▶
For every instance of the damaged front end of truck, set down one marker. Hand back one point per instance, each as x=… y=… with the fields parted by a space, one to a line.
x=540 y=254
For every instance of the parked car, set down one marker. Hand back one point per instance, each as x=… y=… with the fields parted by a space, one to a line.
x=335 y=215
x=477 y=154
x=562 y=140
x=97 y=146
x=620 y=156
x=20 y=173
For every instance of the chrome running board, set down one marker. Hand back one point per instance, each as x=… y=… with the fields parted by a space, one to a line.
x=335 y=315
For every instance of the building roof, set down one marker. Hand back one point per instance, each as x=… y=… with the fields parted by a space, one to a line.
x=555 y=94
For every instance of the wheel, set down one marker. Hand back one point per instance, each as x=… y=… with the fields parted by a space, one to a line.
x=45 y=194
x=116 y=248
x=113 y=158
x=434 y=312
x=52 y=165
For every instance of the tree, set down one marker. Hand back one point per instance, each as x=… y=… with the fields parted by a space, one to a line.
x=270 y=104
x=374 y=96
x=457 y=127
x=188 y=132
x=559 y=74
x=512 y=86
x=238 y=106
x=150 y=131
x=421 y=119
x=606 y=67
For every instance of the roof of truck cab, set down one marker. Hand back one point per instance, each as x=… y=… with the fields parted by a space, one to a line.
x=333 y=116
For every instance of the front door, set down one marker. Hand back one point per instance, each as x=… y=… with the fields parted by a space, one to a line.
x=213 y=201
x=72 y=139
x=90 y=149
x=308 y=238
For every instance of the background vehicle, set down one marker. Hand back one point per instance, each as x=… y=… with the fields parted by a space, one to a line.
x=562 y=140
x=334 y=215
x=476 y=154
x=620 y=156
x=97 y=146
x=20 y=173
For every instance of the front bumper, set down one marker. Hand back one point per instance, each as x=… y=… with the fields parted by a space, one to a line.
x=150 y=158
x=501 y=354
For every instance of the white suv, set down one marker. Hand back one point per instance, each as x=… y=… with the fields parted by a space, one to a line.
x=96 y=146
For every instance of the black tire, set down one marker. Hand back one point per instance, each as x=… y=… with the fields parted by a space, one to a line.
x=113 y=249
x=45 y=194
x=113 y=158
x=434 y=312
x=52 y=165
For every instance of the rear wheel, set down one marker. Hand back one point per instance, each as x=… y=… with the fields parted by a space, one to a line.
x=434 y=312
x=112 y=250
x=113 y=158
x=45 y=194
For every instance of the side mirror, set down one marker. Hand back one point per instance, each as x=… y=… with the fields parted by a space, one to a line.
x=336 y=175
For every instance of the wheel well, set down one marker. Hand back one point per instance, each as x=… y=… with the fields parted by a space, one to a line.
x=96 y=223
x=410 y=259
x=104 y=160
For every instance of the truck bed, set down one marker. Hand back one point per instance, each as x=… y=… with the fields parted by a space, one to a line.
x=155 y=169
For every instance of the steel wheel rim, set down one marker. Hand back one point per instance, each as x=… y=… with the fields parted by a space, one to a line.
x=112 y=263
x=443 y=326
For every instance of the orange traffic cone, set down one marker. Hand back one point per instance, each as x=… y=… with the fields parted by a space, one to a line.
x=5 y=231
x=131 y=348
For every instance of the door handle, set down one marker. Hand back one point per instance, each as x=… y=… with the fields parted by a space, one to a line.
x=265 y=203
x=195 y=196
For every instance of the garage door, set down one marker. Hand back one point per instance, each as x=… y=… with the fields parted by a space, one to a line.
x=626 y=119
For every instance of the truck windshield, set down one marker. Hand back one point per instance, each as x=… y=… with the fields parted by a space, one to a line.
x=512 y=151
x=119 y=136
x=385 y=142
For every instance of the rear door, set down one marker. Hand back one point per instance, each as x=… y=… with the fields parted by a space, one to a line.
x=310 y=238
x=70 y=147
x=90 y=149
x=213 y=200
◀
__What to work on__
Rescale the part of the records that opens with the line containing "For every instance of the rear wheel, set" and closes with the line containing "x=104 y=160", repeating every line including the requests and multiplying each x and y coordinate in the answers by 1.6, rounded to whole numbers with halves rounded up. Return only those lines.

__Exercise solution__
For every instance of the rear wheel, set down one marker. Hand back one point per instance, each as x=… y=… with the fields parted by a space, one to a line.
x=694 y=499
x=179 y=400
x=181 y=253
x=72 y=310
For every instance of the side mirror, set down one marker. Hand back one point per instance, each as x=… y=… with the fields parted by a space, one to a line.
x=538 y=280
For every instance of the wheel well, set down one marker. Hand back one point per instance, each as x=… y=… with the fields parted by a space, one to a line.
x=154 y=357
x=656 y=414
x=166 y=256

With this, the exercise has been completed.